- _Votre tâche_
Répondez à ces questions sur l'entretien avec Paul Veyne :
(a) Quel journal lisait-on chez ses parents ?
(b) Quel bas-relief l'a frappé à son arrivée à Paris pour sa khâgne, et où se trouvait-il ?
(c) Dans quel établissement était-il quand il a rompu avec le Parti communiste ?

- _Extrait_

Veyne avait révolutionné l'approche de la mythologie grecque (Les Grecs ont-ils cru à leurs mythes?) et le regard de l'historien sur ses objets d'étude (Comment on écrit l'histoire), aujourd'hui il bouleverse radicalement, preuves et anecdotes à l'appui, notre vision de la Grèce et de Rome. Il va même plus loin, repérant dans ce passé méconnu les traces de notre modernité.
Comment êtes-vous devenu historien ?
Paul Veyne - Tout a commencé par un choc psychologique. À l'âge de huit ans, je suis monté sur une colline
L'année suivante éclate la guerre... Vous avez alors neuf ans. Fut-ce un autre choc ?
P.V. Je vivais dans un milieu qui, par conservatisme social et peur du Front populaire, était plus que collabo. Le journal qui était lu chez mes parents était une espèce d'infection nommée Gringoire. Et je vais vous dire, je regrette que l'on n'ait pas foutu douze balles dans la peau de Carbuccia, le type qui l'a dirigé et qui a été gracié à la Libération ! C'est dans ce journal que j'avais lu, à neuf ans, que les Anglais venaient de commettre les pires atrocités lors de la révolte des Cipayes. Je me vois encore expliquer à l'un de mes camarades qui, lui, était pour les Anglais et contre les Allemands : «Mais enfin, tu ne peux pas être du côté des Anglais... Ils ont fait des horreurs.» Il faut rappeler l'ignorance quasi totale dans laquelle les gens de province étaient alors - et tout particulièrement un gosse de neuf ans qui a spontanément les opinions de ses parents. Du coup, c'est vrai, je n'ai pas éprouvé de joie à la Libération.
Vous avez tout de même quitté votre milieu pour intégrer Normale sup. Que cherchiez-vous alors ?
P.V. Sortir de mon milieu, en effet. Je suis arrivé à Paris pour faire ma khâgne et ce fut un autre choc effrayant : le bas-relief célébrant la Libération de Paris en bas du Boul'Mich'. Celui-là n'a rien à voir avec les Romains mais ce fut, brusquement, l'image de la conversion. Naturellement, je suis entré dès que j'ai pu au Parti communiste... pour expier. Et puis, je me disais : «Tu te fiches totalement de la politique, tu n'es pas très sûr d'être courageux, donc grâce à la discipline du Parti tu es certain que tu ne trahiras jamais.»
Vous n'êtes resté que quatre ans au Parti communiste. Pourquoi avez-vous rompu, si vous n'aviez aucune conscience politique ?
P.V. Parce que ça branlait dans le manche, tiens! Et puis parce que j'avais d'autres préoccupations : j'étais en Italie, à l'Ecole française de Rome. Mais je ne me suis pas véritablement dépolitisé car il y a eu, quelques années plus tard, la guerre d'Algérie.

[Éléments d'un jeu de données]

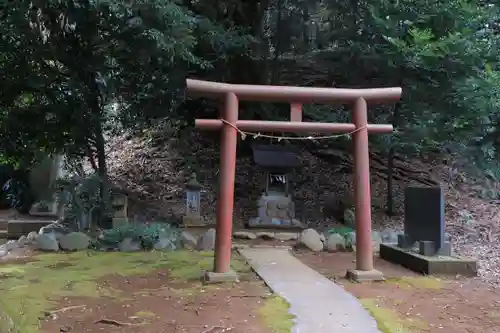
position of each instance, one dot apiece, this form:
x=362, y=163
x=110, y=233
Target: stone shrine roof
x=276, y=156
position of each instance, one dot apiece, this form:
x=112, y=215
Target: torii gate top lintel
x=289, y=94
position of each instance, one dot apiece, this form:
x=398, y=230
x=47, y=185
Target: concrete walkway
x=320, y=306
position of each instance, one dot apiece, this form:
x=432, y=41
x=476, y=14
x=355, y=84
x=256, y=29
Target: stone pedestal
x=275, y=210
x=193, y=221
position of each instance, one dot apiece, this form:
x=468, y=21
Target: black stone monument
x=424, y=221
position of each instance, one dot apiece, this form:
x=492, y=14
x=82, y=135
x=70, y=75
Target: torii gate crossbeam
x=229, y=125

- _Zone de réponse_
(a) Gringoire.
(b) Le bas-relief célébrant la Libération de Paris, en bas du Boul'Mich'.
(c) À l'École française de Rome, en Italie.